-- begin Data shown --

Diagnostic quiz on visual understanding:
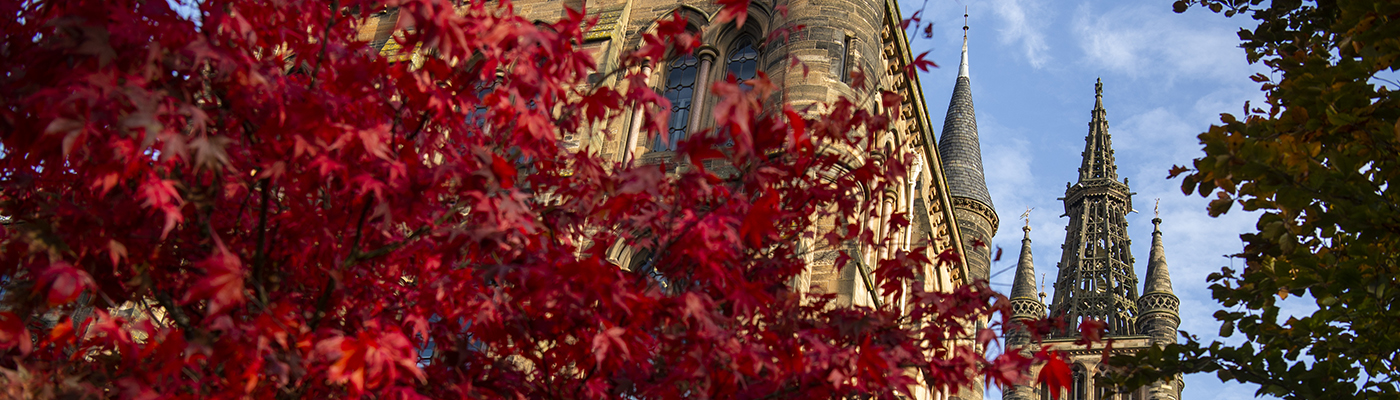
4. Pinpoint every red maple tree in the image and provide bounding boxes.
[0,0,1069,399]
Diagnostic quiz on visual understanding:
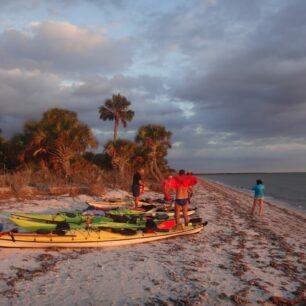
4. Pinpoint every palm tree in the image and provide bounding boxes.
[25,108,97,176]
[105,139,136,177]
[135,124,172,181]
[99,94,135,142]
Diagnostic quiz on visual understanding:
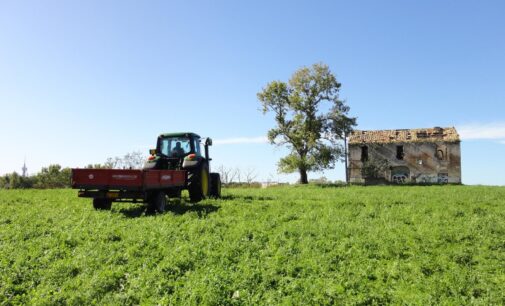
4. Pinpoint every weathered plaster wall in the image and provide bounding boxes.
[349,142,461,183]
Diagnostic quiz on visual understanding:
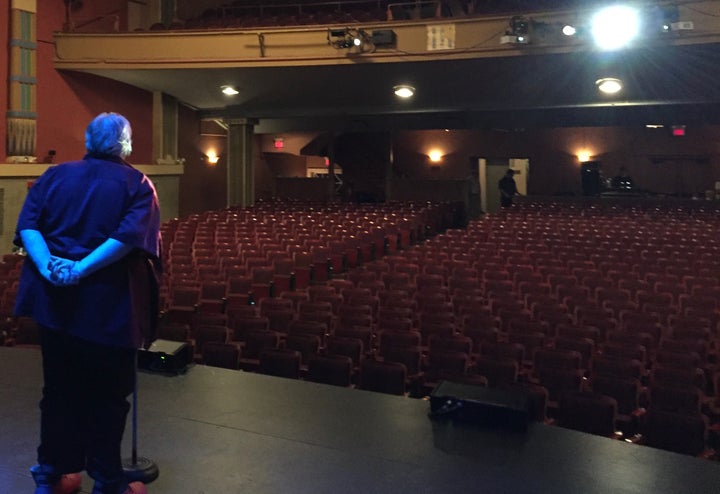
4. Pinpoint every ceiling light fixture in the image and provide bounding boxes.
[220,86,239,96]
[327,28,375,53]
[393,84,415,98]
[590,5,640,50]
[595,77,622,94]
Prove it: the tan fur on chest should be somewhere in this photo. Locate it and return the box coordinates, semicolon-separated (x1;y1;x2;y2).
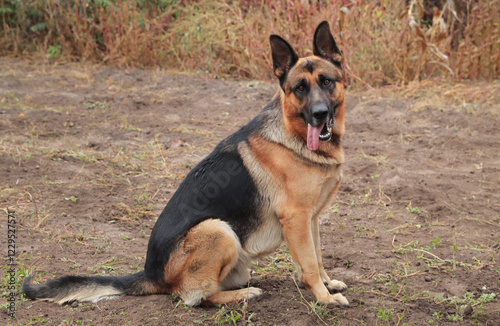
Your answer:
250;136;341;217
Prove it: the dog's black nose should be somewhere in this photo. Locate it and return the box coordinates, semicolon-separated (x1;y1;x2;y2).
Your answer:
311;104;328;121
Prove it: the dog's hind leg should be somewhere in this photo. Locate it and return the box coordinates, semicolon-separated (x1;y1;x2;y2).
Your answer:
165;219;262;306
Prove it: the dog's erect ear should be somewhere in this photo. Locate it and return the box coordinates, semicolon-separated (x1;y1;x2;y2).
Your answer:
269;35;299;87
313;20;342;67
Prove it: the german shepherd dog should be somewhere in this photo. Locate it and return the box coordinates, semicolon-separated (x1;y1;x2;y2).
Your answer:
23;21;349;306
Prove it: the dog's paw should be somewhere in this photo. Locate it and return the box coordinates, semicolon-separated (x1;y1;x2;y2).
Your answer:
329;293;349;307
243;286;264;301
326;280;347;293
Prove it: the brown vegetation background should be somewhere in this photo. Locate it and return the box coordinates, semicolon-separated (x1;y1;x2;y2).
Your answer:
0;0;500;89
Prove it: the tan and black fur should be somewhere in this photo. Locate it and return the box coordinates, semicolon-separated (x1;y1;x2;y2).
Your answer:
23;22;348;305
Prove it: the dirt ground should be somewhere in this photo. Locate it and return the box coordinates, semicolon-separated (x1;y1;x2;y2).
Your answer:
0;58;500;326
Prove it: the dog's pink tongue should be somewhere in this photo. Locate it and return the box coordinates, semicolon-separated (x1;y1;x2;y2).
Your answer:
307;124;323;151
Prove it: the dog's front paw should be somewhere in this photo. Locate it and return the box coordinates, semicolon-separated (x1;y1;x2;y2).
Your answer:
328;293;349;307
326;280;347;293
243;286;263;301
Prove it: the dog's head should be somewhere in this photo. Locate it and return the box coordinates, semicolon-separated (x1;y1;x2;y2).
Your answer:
270;21;345;151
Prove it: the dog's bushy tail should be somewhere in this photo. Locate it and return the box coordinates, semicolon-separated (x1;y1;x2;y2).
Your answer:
23;271;161;304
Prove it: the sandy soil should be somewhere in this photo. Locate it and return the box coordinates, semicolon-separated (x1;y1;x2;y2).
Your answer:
0;58;500;325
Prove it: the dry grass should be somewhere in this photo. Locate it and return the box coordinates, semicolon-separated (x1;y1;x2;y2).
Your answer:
0;0;500;89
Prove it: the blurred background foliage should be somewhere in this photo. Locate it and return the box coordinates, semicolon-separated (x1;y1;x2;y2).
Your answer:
0;0;500;89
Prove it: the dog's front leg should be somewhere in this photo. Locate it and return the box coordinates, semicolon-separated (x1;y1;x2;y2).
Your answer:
311;216;347;292
280;210;349;306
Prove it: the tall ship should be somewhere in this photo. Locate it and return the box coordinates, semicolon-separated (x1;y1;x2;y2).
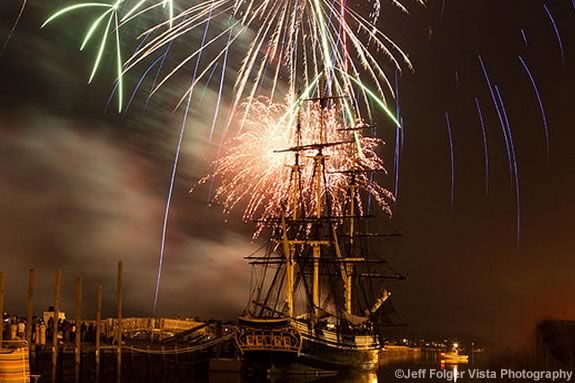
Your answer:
235;97;405;371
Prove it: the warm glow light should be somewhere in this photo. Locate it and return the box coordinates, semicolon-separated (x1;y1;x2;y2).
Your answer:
200;98;393;234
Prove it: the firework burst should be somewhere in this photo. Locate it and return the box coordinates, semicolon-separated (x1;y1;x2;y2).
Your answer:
200;97;393;236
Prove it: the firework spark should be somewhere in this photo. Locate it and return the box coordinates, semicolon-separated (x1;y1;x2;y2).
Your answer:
44;0;423;122
200;97;393;235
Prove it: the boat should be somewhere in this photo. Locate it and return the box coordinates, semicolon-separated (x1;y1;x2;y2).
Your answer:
439;343;469;364
235;97;405;372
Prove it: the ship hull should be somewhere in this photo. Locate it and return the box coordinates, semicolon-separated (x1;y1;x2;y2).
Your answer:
236;320;380;371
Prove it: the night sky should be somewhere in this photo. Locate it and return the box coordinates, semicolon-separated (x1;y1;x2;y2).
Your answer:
0;0;575;348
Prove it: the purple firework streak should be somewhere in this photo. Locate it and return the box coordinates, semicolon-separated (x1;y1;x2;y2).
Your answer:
519;55;552;161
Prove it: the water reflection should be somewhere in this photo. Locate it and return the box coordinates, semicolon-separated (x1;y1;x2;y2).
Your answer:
209;349;484;383
209;372;379;383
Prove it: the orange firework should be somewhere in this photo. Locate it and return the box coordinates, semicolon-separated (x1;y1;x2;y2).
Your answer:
200;98;393;235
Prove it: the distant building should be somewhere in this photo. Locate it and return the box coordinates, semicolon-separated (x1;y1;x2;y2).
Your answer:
536;320;575;369
42;306;66;323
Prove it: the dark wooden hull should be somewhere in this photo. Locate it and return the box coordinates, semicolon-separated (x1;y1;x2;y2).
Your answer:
236;320;380;371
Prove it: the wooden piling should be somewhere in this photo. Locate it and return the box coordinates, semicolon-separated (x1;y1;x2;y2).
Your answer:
25;269;36;348
0;271;6;346
116;261;122;383
52;270;62;383
74;276;82;383
95;286;102;383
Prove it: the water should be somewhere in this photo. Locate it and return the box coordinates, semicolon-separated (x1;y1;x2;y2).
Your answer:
205;351;485;383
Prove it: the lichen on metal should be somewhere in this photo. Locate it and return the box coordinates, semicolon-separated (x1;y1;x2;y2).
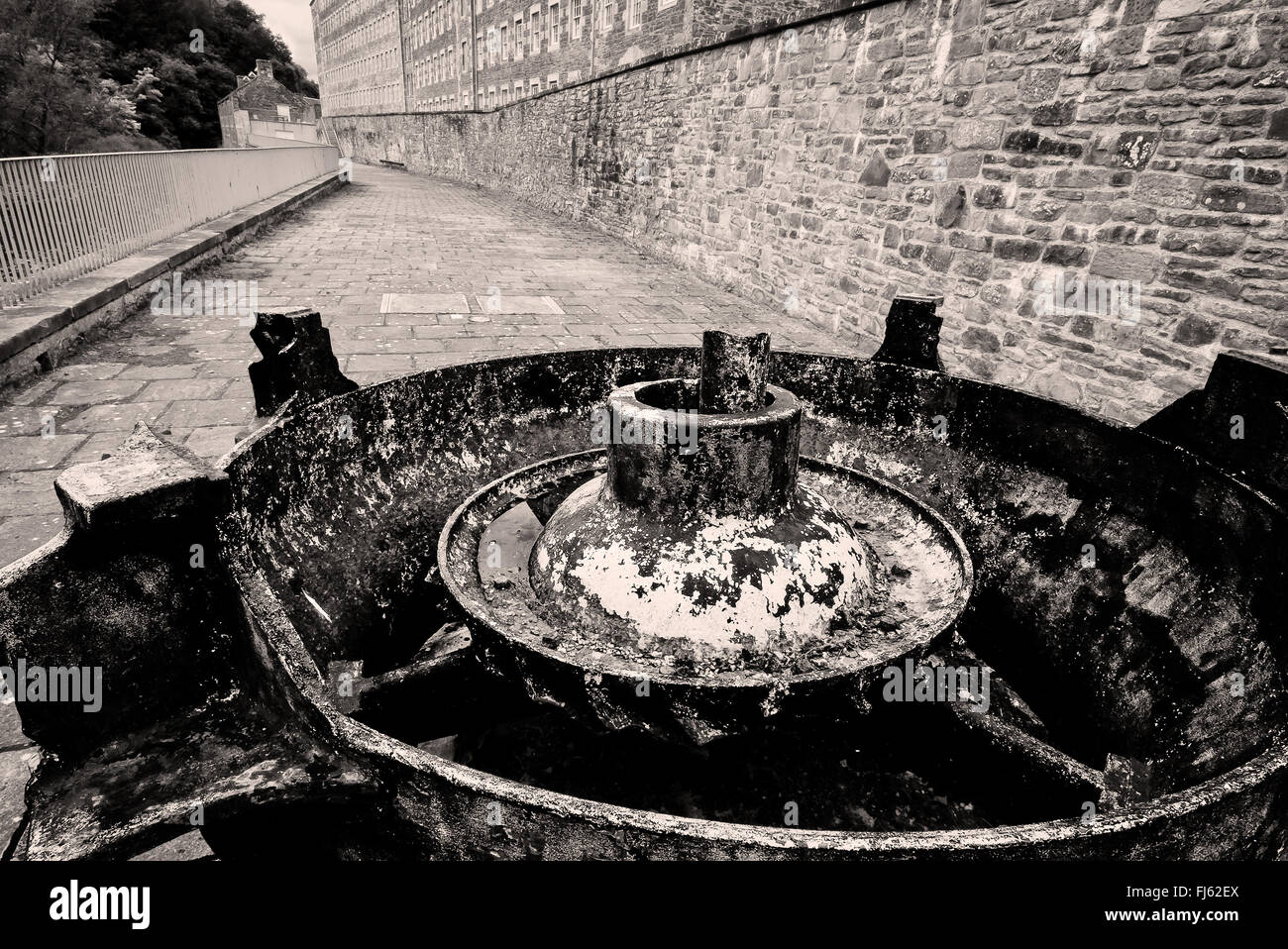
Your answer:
0;299;1288;859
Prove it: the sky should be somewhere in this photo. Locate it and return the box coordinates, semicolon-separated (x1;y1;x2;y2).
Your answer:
244;0;318;78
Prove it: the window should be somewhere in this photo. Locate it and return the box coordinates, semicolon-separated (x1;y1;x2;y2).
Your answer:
626;0;648;30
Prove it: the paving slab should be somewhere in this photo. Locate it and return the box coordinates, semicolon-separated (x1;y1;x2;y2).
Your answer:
0;166;847;563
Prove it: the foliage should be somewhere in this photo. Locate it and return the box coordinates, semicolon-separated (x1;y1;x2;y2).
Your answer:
0;0;318;155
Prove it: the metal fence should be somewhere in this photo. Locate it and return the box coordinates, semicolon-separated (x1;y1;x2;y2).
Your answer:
0;146;339;306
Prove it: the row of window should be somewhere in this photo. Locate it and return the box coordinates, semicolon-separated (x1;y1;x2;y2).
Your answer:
322;0;680;108
323;49;398;82
322;82;402;115
317;0;387;32
408;72;574;112
319;13;398;61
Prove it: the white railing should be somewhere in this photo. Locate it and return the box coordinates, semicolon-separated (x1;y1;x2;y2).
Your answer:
0;146;339;306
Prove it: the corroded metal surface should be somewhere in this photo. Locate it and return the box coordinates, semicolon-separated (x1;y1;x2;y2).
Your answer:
0;318;1288;859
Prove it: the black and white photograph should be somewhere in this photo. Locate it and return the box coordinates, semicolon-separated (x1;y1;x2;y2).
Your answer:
0;0;1288;941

-- end Data shown --

### Task brief
Convert the lines starting at the one that contains "Prove it: the black" and ending at the last line of the entries into a Markdown table with the columns Row and Line. Number each line in order and leave out any blank lines.

### Solution to this problem
| Row | Line |
|---|---|
| 1 | Prove it: the black and white photograph should be somewhere in this photo. Locate it and return the box coordinates, semicolon-separated (x1;y1;x2;y2). |
| 2 | Your answer: |
| 3 | 0;0;1288;941 |